▶ Records to use:
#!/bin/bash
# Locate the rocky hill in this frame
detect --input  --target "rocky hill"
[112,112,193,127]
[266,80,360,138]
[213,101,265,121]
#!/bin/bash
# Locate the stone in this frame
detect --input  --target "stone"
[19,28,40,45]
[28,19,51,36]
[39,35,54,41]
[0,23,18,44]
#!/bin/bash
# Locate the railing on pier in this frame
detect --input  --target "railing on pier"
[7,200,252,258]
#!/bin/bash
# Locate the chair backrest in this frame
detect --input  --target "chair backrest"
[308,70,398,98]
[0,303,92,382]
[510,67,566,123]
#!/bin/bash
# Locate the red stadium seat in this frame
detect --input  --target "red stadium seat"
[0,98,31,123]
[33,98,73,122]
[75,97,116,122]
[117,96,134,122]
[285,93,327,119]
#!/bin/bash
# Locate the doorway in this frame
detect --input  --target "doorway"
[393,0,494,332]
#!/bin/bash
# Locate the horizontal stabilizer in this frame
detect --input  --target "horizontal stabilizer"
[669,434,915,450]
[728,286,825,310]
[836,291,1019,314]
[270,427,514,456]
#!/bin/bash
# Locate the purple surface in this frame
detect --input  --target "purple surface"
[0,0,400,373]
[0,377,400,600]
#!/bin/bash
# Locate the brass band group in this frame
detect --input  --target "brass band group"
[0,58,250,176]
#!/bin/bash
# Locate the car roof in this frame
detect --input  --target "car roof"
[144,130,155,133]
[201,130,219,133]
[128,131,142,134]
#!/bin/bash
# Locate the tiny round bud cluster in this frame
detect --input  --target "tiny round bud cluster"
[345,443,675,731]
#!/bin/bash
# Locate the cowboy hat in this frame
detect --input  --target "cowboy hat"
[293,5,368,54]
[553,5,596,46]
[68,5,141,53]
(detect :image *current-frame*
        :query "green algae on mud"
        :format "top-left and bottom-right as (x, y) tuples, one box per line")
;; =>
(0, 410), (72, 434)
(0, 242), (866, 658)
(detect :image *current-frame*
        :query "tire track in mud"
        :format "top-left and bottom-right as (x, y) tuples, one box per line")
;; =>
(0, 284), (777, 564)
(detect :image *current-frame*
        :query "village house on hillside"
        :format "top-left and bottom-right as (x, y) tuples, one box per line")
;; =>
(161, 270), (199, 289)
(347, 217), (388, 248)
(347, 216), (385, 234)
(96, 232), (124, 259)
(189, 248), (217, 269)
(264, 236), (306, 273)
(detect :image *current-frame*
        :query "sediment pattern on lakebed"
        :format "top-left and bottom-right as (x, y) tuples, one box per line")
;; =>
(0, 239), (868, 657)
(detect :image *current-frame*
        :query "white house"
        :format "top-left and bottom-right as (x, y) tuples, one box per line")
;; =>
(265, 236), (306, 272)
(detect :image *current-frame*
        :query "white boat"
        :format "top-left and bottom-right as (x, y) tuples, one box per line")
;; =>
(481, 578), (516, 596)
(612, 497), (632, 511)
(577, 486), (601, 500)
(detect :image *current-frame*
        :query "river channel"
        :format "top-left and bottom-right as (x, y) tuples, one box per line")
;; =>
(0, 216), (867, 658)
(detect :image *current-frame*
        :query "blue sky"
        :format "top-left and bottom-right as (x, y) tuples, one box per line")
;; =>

▶ Exercise objective: From the entries above, pull out each line that contains the word "this" and copy it in full.

▶ Problem solution:
# Locate the rocky hill in this frame
# Locate the stone in this frame
# Locate the railing on pier in this frame
# Locate the chair backrest in this frame
# Locate the red stadium seat in this frame
# Locate the doorway in this frame
# Locate the horizontal stabilizer in this frame
# Locate the purple surface in this frame
# Locate the brass band group in this frame
# Locate the car roof in this frame
# Locate the tiny round bud cluster in this frame
# Locate the cowboy hat in this frame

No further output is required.